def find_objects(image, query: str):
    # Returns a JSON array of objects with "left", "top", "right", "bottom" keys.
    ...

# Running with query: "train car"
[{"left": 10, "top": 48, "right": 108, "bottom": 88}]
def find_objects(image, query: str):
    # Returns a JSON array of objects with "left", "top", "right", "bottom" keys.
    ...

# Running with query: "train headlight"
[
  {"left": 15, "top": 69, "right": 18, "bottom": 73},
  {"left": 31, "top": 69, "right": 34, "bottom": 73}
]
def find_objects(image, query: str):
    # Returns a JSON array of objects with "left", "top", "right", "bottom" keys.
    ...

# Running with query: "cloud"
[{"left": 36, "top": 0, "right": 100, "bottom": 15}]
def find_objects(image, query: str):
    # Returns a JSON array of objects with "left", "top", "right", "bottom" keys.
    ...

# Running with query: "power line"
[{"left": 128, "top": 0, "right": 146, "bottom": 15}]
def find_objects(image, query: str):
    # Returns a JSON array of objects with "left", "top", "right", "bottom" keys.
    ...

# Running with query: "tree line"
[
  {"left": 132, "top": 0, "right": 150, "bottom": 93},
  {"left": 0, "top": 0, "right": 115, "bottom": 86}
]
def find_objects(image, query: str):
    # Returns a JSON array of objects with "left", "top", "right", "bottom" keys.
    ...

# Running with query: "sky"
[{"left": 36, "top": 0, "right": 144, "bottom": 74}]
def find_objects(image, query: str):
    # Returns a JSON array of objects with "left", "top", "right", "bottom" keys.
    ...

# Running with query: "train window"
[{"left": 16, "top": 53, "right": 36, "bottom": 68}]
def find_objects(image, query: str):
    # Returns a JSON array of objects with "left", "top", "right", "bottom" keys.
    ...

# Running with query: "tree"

=-=-=

WORK INSTRUCTIONS » Write down every line of the data exactly as it appears above.

THE COMPLETED TASK »
def find_objects(image, query: str):
    # Returns a JSON array of objects with "left", "top", "right", "bottom" keys.
    ...

# Running with query: "train car"
[{"left": 10, "top": 48, "right": 108, "bottom": 88}]
def find_objects(image, query: str):
    # Returns a JSON array of objects with "left", "top", "right", "bottom" keys.
    ...

# Running with query: "train headlight"
[
  {"left": 15, "top": 69, "right": 18, "bottom": 73},
  {"left": 31, "top": 69, "right": 34, "bottom": 73}
]
def find_objects(image, query: str):
    # Returns a JSON array of objects with "left", "top", "right", "bottom" keys.
    ...

# Running with query: "cloud"
[{"left": 36, "top": 0, "right": 100, "bottom": 15}]
def find_objects(image, query: str):
    # Returns a JSON array of objects with "left", "top", "right", "bottom" keys.
    ...

# Running with query: "power line"
[{"left": 128, "top": 0, "right": 146, "bottom": 15}]
def find_objects(image, query: str):
    # Returns a JSON array of objects with "left", "top", "right", "bottom" keys.
    ...

# Running with query: "tree line"
[
  {"left": 132, "top": 0, "right": 150, "bottom": 93},
  {"left": 0, "top": 0, "right": 115, "bottom": 86}
]
def find_objects(image, query: str):
    # Returns a JSON array of objects with "left", "top", "right", "bottom" keys.
    ...

# Running with query: "sky"
[{"left": 36, "top": 0, "right": 144, "bottom": 74}]
def find_objects(image, query: str):
    # Returns a JSON array of objects with "left", "top", "right", "bottom" keys.
    ...

# Running with query: "train window"
[{"left": 16, "top": 53, "right": 36, "bottom": 68}]
def find_objects(image, query: str):
    # Returns a JSON array of objects with "left", "top", "right", "bottom" keys.
    ...

# Running with query: "tree"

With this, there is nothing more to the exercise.